[Records from a point labeling set]
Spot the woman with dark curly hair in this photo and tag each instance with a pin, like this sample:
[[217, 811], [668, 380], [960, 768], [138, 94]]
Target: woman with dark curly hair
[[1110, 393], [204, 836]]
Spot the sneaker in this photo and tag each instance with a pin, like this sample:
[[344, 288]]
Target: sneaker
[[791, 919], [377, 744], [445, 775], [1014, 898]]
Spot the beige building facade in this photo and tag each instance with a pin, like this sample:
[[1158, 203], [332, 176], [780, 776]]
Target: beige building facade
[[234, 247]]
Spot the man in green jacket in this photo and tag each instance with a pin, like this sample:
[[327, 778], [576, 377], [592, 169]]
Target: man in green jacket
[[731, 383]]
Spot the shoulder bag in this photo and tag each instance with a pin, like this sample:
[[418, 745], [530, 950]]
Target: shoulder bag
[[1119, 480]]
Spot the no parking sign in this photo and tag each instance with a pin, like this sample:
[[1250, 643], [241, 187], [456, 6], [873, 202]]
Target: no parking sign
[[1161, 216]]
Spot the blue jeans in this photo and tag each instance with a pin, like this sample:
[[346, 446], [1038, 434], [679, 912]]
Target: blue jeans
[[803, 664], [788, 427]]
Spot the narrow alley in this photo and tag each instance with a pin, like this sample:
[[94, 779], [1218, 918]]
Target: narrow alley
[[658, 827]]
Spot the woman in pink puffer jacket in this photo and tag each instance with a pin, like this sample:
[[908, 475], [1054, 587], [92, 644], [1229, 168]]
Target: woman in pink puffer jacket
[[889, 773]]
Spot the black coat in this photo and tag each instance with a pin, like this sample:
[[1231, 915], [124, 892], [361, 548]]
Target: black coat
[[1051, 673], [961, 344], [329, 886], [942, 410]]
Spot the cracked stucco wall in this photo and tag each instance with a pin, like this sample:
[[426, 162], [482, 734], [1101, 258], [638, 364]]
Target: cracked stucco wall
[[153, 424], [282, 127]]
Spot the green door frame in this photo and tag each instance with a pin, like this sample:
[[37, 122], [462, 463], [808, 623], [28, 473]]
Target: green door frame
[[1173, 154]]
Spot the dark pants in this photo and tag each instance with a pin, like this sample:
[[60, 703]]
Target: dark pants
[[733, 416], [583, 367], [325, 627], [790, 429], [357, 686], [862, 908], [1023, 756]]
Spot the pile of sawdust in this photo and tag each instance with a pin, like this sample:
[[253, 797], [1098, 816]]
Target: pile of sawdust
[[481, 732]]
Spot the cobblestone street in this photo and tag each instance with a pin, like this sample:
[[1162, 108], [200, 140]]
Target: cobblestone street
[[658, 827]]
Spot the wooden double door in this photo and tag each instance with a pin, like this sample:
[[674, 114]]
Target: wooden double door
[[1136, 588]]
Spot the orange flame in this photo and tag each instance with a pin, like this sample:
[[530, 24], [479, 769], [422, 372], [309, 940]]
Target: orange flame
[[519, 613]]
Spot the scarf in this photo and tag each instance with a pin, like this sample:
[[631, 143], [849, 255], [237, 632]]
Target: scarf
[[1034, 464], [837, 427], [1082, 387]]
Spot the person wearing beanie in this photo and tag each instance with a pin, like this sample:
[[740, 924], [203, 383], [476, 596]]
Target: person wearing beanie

**Prompt:** Edit all of the lines above so that "tag each instance" becomes "mark each occurrence" in every place it occurs, and keep everything else as it is.

**Completed task:**
Spot the woman with dark curly hair in this photo and mark each occurrence with a pin, like this sample:
[[217, 811], [668, 380], [960, 768], [138, 94]]
Target: woman with dark curly hair
[[1110, 393], [204, 836]]
Spot the sneaker in this photo and mark each occurrence with a pin, like this sample:
[[344, 288]]
Target: sneaker
[[791, 919], [377, 744], [445, 775], [1014, 898]]
Spot the beige building facade in this photo and mark each occurrence with a pin, like this sample:
[[1158, 203], [332, 176], [780, 776]]
Target: beige building facade
[[234, 247]]
Spot the man in green jacket in this photo and mark each occurrence with a pin, like this sample:
[[327, 778], [576, 377], [592, 169]]
Target: man in green jacket
[[731, 383]]
Spot the shoulder bag in this photo and mark each occurrence with a pin, like this sample:
[[418, 745], [530, 950]]
Target: shoulder bag
[[1119, 480]]
Spot the no parking sign in this photo and mark each occurrence with a pin, like this sample:
[[1250, 643], [241, 187], [456, 6], [873, 202]]
Target: no parking sign
[[1161, 216]]
Spot the blue jeans in this photo and mark each occurrence with a pin, like this sample:
[[346, 446], [1038, 434], [679, 912]]
Target: blue jeans
[[803, 664], [788, 427]]
Spot the narrow alley in this photo and mark each occurrence with a pin, like this sample:
[[94, 779], [1218, 918]]
Target: narrow alley
[[658, 827]]
Spot the woman in pink puffer jacket in this photo and mark each occurrence with a pin, like this sample:
[[908, 475], [1054, 587], [92, 644], [1229, 168]]
Target: woman in pink puffer jacket
[[889, 773]]
Spot the black coat in this photo and mark each occurrence with a pin, like this sample:
[[1231, 915], [124, 892], [361, 548]]
Target: black coat
[[1051, 673], [961, 344], [329, 886], [942, 410]]
Spot the cracked stucco wall in this photo and mark each occurrence with a pin, like this sample:
[[426, 162], [482, 734], [1101, 258], [638, 364]]
Target: cracked stucco wall
[[153, 424], [282, 127]]
Spot the green door frame in this photo and mark each occurrence with a pin, like this sample:
[[37, 122], [462, 463], [808, 623], [28, 473]]
Target: green door frame
[[1173, 154]]
Spot the dark pants in this photo and mark each occurrence with a pin, like this sample:
[[60, 703]]
Target: dark pants
[[733, 416], [583, 367], [325, 627], [790, 429], [357, 686], [862, 908], [1023, 756]]
Spot the pile of sawdust in this photo and mark each occurrence with a pin, like this sample:
[[253, 797], [1098, 816]]
Target: pile of sawdust
[[481, 732]]
Spot the cobblestone street in this photo and mark each occurrence with a pin, like this sample:
[[1162, 108], [200, 140]]
Target: cobblestone street
[[658, 827]]
Spot the wooden double door in this photo and mark each occurrence with a pin, like this sample:
[[674, 114]]
Target: wooden double door
[[1136, 588]]
Spot the orange flame in this photo and mark each occurrence with a pin, like this sample:
[[530, 24], [479, 769], [422, 372], [309, 940]]
Target: orange flame
[[519, 613]]
Spot the scarf in this photo and mark each occurrence with a pin, like this sample:
[[631, 143], [849, 255], [237, 632]]
Target: scarf
[[1034, 464], [837, 427], [1082, 387]]
Spot the person wearing beanie in this photo and mark each occurrence with a pin, like this sample:
[[740, 924], [203, 383], [476, 596]]
Target: person wearing beanie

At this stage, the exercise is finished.